> **Request**: Put the lines from the start of the dataset records through the line containing "pixel 175 168", inclusive, into a two-column CSV with the columns input and output. Give one row for each text and its answer, with both fields quoted and line breaks turned into spaces.

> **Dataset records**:
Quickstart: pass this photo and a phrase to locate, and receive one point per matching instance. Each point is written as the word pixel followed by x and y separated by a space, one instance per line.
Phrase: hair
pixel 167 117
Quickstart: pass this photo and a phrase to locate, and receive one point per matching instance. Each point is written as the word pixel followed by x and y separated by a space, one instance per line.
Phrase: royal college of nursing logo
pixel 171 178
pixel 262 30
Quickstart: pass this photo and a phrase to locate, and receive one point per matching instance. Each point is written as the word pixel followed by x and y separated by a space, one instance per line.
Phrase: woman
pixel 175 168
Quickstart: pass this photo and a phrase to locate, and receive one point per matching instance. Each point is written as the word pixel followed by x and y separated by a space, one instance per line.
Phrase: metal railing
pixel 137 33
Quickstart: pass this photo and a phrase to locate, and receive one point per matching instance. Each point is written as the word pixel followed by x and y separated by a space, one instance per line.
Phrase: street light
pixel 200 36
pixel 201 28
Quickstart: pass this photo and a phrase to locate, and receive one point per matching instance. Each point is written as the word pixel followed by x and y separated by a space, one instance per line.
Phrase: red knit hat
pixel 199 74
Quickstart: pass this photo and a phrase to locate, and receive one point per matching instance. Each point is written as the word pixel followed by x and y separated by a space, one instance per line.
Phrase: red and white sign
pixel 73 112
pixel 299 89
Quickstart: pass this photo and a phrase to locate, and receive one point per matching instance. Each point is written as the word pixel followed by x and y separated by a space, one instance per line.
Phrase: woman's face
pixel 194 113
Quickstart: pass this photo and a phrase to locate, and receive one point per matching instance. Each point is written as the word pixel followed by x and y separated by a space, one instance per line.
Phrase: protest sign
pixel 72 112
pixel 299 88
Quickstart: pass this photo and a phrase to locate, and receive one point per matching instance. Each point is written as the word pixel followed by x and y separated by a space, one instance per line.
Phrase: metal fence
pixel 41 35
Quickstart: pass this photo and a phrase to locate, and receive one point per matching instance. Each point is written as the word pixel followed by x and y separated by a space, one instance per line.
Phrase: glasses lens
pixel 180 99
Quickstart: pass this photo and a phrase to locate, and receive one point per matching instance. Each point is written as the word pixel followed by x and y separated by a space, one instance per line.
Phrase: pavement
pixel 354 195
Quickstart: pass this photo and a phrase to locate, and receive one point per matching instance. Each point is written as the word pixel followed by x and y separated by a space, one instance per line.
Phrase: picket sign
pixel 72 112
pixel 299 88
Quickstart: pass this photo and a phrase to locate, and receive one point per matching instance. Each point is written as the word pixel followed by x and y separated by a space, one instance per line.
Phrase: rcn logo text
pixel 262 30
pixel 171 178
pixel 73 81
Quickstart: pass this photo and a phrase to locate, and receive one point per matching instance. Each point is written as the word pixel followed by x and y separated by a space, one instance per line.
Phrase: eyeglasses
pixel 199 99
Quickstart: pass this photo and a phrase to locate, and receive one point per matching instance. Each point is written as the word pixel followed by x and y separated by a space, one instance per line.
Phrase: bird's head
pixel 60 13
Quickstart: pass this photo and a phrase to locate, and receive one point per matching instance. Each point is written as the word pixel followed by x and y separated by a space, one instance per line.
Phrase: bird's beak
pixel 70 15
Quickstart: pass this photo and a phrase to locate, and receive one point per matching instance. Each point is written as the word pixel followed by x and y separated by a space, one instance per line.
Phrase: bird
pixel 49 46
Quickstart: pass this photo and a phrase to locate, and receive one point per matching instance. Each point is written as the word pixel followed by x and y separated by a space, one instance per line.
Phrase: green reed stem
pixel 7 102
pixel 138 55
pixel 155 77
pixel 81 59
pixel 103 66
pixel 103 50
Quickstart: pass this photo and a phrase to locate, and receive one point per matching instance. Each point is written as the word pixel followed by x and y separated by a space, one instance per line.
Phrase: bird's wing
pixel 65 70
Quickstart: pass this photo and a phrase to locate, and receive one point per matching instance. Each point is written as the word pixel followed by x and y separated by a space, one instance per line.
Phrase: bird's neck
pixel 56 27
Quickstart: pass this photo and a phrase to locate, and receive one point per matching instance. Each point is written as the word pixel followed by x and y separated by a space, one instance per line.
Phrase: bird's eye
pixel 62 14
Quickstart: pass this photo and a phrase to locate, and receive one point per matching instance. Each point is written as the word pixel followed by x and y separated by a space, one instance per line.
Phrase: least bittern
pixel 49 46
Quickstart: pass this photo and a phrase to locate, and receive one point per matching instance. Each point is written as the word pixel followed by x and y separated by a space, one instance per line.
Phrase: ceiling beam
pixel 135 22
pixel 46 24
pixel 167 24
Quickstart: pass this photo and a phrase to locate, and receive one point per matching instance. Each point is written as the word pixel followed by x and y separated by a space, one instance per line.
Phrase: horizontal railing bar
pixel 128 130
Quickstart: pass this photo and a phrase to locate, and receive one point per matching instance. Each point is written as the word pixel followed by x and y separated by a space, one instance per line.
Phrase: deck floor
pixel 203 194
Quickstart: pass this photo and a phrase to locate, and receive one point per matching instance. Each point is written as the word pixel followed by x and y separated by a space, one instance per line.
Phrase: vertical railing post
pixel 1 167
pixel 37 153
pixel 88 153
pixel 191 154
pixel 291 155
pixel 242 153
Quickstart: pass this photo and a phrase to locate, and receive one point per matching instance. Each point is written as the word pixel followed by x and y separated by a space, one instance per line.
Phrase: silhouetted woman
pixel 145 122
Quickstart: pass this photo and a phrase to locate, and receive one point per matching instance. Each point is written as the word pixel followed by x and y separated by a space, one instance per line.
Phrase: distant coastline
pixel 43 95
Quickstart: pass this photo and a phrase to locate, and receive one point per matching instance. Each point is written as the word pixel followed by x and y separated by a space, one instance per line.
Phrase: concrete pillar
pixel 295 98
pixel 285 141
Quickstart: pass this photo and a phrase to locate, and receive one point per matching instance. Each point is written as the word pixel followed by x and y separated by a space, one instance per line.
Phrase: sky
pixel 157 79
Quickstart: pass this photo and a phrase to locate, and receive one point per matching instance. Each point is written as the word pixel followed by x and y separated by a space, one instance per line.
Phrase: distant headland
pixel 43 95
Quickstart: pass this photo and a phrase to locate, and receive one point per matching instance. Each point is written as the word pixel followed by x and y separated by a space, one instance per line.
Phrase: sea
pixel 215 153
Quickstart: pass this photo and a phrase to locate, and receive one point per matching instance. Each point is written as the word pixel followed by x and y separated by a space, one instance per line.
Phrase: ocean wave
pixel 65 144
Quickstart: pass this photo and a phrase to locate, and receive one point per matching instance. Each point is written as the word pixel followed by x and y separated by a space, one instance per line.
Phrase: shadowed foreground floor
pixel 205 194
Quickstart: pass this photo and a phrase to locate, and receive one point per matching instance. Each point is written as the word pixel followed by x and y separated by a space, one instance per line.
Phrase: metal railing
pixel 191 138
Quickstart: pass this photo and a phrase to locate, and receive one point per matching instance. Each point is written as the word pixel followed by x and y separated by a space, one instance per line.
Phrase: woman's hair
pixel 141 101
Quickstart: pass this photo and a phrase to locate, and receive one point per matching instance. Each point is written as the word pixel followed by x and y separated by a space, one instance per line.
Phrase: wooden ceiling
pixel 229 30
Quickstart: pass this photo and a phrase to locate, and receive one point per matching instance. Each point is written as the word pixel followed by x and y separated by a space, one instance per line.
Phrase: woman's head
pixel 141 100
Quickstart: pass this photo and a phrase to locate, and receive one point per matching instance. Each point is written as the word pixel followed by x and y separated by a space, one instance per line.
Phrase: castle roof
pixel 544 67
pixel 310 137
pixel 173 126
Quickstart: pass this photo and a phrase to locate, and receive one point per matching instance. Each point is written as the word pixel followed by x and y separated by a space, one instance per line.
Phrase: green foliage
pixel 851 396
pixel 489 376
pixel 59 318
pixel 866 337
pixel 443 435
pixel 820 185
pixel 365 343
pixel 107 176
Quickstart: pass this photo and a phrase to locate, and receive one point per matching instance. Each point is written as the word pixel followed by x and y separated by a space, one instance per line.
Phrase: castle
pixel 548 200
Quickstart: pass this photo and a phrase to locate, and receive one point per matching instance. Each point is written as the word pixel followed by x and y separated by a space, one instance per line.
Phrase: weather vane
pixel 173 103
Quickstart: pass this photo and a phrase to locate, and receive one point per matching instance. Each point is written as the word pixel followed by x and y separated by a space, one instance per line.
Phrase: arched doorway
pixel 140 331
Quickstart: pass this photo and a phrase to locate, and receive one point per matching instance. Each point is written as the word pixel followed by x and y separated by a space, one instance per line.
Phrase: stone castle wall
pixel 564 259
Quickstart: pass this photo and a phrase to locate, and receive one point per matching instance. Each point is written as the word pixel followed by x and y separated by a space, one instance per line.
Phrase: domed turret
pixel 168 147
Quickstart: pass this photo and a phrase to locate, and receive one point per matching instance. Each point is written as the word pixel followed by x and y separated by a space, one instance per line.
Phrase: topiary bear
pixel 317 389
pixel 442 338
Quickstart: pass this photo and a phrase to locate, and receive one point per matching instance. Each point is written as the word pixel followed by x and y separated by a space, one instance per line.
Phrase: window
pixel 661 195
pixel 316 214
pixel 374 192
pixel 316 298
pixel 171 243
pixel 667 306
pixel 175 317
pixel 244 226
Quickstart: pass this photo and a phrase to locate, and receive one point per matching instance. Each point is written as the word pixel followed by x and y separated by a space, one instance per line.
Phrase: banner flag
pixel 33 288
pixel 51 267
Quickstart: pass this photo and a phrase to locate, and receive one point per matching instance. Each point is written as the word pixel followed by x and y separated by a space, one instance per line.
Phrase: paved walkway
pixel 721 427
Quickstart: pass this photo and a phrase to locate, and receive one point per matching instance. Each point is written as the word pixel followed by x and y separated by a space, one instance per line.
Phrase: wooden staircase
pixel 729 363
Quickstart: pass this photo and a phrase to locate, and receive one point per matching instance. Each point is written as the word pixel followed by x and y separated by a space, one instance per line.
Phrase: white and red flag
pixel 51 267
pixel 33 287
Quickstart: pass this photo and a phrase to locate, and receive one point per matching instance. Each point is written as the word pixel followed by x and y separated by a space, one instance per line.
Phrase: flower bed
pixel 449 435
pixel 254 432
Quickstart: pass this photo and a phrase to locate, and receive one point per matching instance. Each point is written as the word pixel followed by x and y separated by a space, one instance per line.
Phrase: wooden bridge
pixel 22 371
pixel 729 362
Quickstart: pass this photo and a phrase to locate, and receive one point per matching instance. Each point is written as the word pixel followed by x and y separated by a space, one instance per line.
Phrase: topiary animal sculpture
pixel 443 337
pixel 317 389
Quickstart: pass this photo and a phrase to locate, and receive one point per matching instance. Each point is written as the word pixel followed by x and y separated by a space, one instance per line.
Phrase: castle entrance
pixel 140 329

> **Task solution**:
input,output
"Quickstart: pass this photo and a phrase to locate, and receive one point per matching instance. Each point is written as the word pixel followed by x and y separated by a space, one instance per line. Phrase: hair","pixel 167 117"
"Quickstart: pass this photo and a phrase to locate, and receive one point per matching instance. Each point is written as the word pixel followed by x and y separated by a space, one instance per line. Phrase: royal college of nursing logo","pixel 171 178 pixel 262 30"
"Quickstart: pass this photo and a phrase to locate, and receive one point per matching instance. Each point is written as the word pixel followed by x and y separated by a space, one instance per line. Phrase: woman","pixel 175 168"